• Your objective: Each line of the data should be duplicated precisely.

• Input:
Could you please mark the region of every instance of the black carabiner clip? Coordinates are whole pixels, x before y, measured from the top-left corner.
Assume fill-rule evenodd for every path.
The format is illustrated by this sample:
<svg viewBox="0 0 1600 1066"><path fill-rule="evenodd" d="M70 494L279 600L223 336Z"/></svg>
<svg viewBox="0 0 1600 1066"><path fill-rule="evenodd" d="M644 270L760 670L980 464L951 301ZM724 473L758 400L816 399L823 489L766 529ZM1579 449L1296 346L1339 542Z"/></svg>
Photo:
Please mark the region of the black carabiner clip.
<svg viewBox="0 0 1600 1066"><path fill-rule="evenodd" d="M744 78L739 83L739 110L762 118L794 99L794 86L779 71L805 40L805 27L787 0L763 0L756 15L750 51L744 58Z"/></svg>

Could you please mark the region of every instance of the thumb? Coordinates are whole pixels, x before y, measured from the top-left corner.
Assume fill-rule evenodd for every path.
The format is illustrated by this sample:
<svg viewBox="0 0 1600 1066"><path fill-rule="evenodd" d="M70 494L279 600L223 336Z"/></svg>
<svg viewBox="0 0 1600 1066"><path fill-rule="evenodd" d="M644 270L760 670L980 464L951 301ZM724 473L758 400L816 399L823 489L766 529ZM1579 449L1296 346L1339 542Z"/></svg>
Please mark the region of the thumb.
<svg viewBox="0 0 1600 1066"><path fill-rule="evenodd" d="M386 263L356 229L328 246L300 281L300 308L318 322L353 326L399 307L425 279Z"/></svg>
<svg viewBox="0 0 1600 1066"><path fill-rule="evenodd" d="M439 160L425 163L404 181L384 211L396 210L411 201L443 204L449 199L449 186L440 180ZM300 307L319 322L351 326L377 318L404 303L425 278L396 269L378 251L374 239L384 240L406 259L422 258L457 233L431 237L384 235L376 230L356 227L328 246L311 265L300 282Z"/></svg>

• Response to this exercise:
Could you please mark the region of every instance of the black carabiner clip? Coordinates are whole pixels, x before y, measured from the top-left corner.
Assume fill-rule evenodd for every path.
The format is illustrated by this sample:
<svg viewBox="0 0 1600 1066"><path fill-rule="evenodd" d="M70 494L279 600L223 336Z"/></svg>
<svg viewBox="0 0 1600 1066"><path fill-rule="evenodd" d="M644 270L760 670L980 464L951 301ZM724 473L758 400L816 399L823 489L766 529ZM1579 449L1296 346L1339 542Z"/></svg>
Photo:
Please mark the region of the black carabiner clip.
<svg viewBox="0 0 1600 1066"><path fill-rule="evenodd" d="M744 78L739 83L739 110L762 118L794 99L794 86L779 71L805 40L805 27L787 0L763 0L756 15L750 51L744 58Z"/></svg>

Could you please mark the region of every instance of the thumb? Coordinates are whole pixels, x before y, measured from the top-left corner.
Assume fill-rule evenodd for every path.
The format is illustrated by this sample:
<svg viewBox="0 0 1600 1066"><path fill-rule="evenodd" d="M70 494L279 600L223 336Z"/></svg>
<svg viewBox="0 0 1600 1066"><path fill-rule="evenodd" d="M644 270L760 670L980 464L951 301ZM724 473L758 400L816 399L823 489L766 529ZM1579 449L1296 346L1339 542Z"/></svg>
Please mark the region of the thumb.
<svg viewBox="0 0 1600 1066"><path fill-rule="evenodd" d="M386 263L356 229L328 246L300 281L300 308L318 322L353 326L399 307L425 279Z"/></svg>
<svg viewBox="0 0 1600 1066"><path fill-rule="evenodd" d="M439 160L425 163L404 181L384 211L396 210L411 201L443 204L449 199L449 186L440 180ZM300 307L319 322L351 326L377 318L404 303L425 278L396 269L378 251L374 239L384 240L406 259L422 258L457 233L431 237L384 235L376 230L356 227L328 246L311 265L300 282Z"/></svg>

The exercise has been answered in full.